:: Texte fourni ::
--*--
L’orexine est l’un des plus de cent neurotransmetteurs actifs dans le cerveau.
D’autres neurotransmetteurs, comme la sérotonine et la dopamine, ont été découverts il y a longtemps et leur rôle a été largement décrypté.
La situation est différente pour l’orexine : les chercheurs l’ont découverte relativement tard, il y a environ 25 ans, et clarifient aujourd’hui progressivement ses fonctions.
Burdakov est l’un des scientifiques qui ont étudié l’orexine. Selon les chercheurs, la dopamine est une explication populaire en neurosciences pour expliquer pourquoi nous choisissons certaines choses et en évitons d’autres.
Cette substance messagère du cerveau est cruciale pour notre motivation générale.
Cependant, nos connaissances actuelles sur la dopamine ne permettent pas d’expliquer pourquoi nous choisissons de faire de l’exercice plutôt que de manger.
--*--
:: Données de localisation : un point par instance ::
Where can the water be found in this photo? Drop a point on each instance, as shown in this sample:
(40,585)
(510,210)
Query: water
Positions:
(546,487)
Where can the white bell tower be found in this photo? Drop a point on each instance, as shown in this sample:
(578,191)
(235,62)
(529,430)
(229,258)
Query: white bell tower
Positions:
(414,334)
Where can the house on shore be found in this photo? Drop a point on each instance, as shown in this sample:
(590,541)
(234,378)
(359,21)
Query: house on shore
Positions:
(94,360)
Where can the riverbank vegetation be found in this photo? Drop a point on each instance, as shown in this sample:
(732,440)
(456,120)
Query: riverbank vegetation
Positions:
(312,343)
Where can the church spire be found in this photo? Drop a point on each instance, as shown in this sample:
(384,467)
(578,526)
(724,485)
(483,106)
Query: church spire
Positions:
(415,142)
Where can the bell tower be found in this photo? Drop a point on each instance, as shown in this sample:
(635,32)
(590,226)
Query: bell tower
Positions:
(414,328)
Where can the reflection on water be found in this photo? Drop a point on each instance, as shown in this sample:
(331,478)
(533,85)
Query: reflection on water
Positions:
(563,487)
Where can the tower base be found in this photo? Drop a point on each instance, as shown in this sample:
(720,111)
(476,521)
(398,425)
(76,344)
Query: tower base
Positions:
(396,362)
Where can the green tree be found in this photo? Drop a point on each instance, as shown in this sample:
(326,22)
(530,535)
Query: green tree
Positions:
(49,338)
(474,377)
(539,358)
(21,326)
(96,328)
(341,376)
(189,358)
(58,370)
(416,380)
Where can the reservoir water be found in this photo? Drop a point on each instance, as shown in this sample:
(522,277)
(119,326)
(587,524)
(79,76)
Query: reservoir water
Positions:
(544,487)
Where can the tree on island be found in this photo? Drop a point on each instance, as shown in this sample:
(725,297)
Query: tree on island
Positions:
--*--
:: Action requise A ::
Recopiez le texte sur l'orexine de « Burdakov est l’un » à « que de manger. ».
:: Action requise B ::
D'après le texte sur l'orexine, il y a combien de temps les chercheurs ont-ils découvert l'orexine ?
Les lignes ne jouent aucun rôle dans cet exercice.

:: Corrigé de l'exercice A ::
Burdakov est l’un des scientifiques qui ont étudié l’orexine. Selon les chercheurs, la dopamine est une explication populaire en neurosciences pour expliquer pourquoi nous choisissons certaines choses et en évitons d’autres.
Cette substance messagère du cerveau est cruciale pour notre motivation générale.
Cependant, nos connaissances actuelles sur la dopamine ne permettent pas d’expliquer pourquoi nous choisissons de faire de l’exercice plutôt que de manger.

:: Corrigé de l'exercice B ::
Il y a environ 25 ans.